Intervenção de Bruno Dias na Assembleia de República

A privatização da TAP tem de ser travada e revertida!

Sr. Presidente,
Sr.as e Srs. Deputados

O que está a acontecer na TAP não é investimento estrangeiro nenhum, é um saque!

O famoso dinheiro fresco injetado na companhia está a ser espremido da própria TAP! Até os 10 milhões de euros — sublinhe-se esta vergonha: 10 milhões de euros! — que o consórcio privado pagou pela TAP ficam ela por ela com os 10 milhões que são dados à Barraqueiro, de Humberto Pedrosa, oferecidos pelo despacho de Sérgio Monteiro em 10 de agosto.

Menos de 24 horas depois do infame episódio da assinatura do contrato de venda da TAP na sede da Parpública, David Neeleman esclarece, para quem tivesse dúvidas, quem é que afinal manda e anuncia que a encomenda dos novos aviões A350 — com as condições especiais que tinha — fica sem efeito e será trocada por outros modelos, neste caso o A330, mais favoráveis às estratégias do consórcio privado, e que, assim, chegam vários meses depois do prazo inicial. A posição contratual é cedida. Pergunta-se: quem ganha?

O PROBLEMA: Transcreva sem alterações, da intervenção sobre a privatização da TAP, tudo o que vai desde "O que está a" até "10 de agosto.". O material apresentado em seguida provém de outra fonte.

DADOS FORNECIDOS:
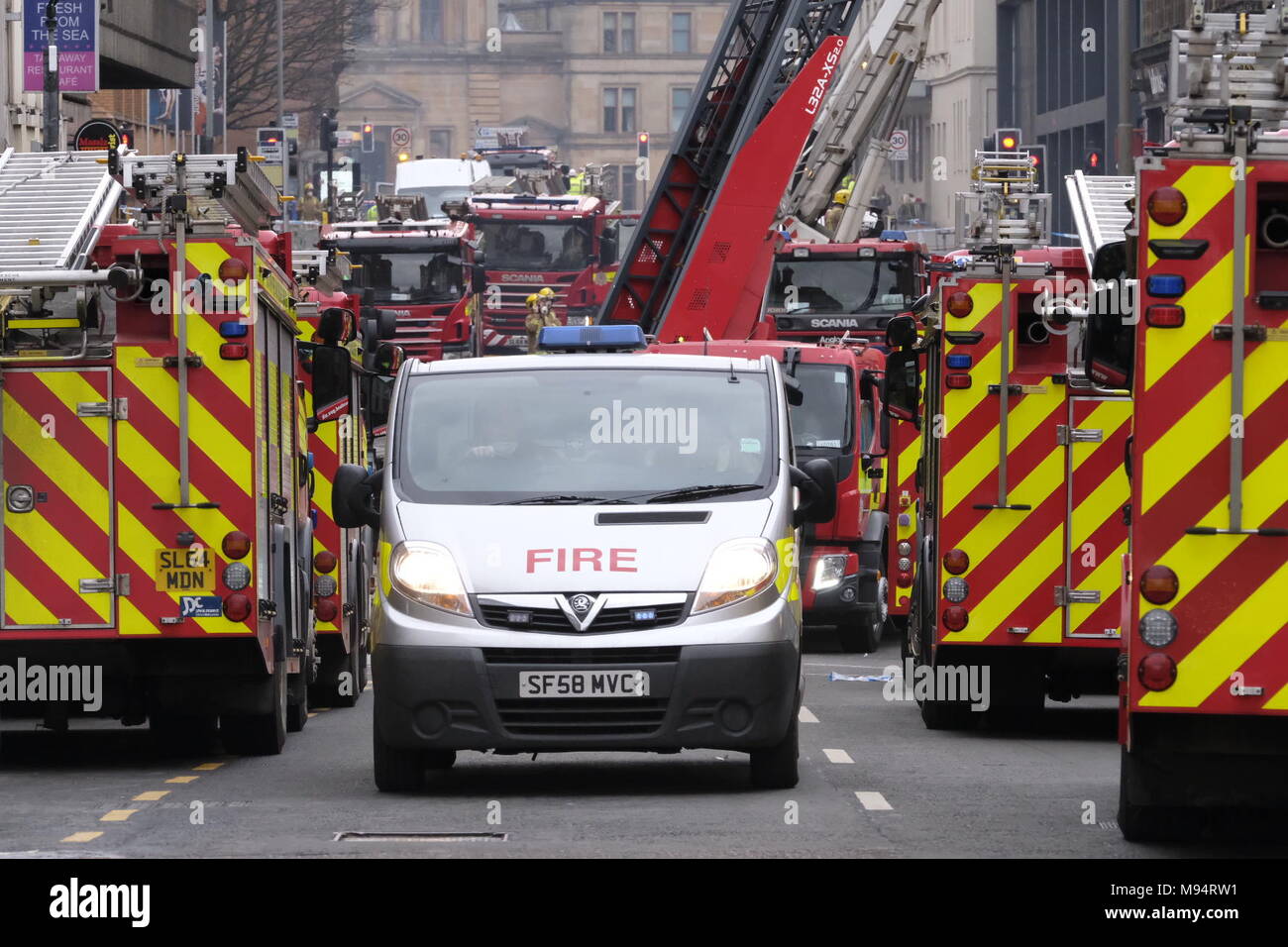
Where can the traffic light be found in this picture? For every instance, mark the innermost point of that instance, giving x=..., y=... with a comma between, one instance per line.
x=330, y=132
x=1008, y=140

RESULTADO OBTIDO:
O que está a acontecer na TAP não é investimento estrangeiro nenhum, é um saque!

O famoso dinheiro fresco injetado na companhia está a ser espremido da própria TAP! Até os 10 milhões de euros — sublinhe-se esta vergonha: 10 milhões de euros! — que o consórcio privado pagou pela TAP ficam ela por ela com os 10 milhões que são dados à Barraqueiro, de Humberto Pedrosa, oferecidos pelo despacho de Sérgio Monteiro em 10 de agosto.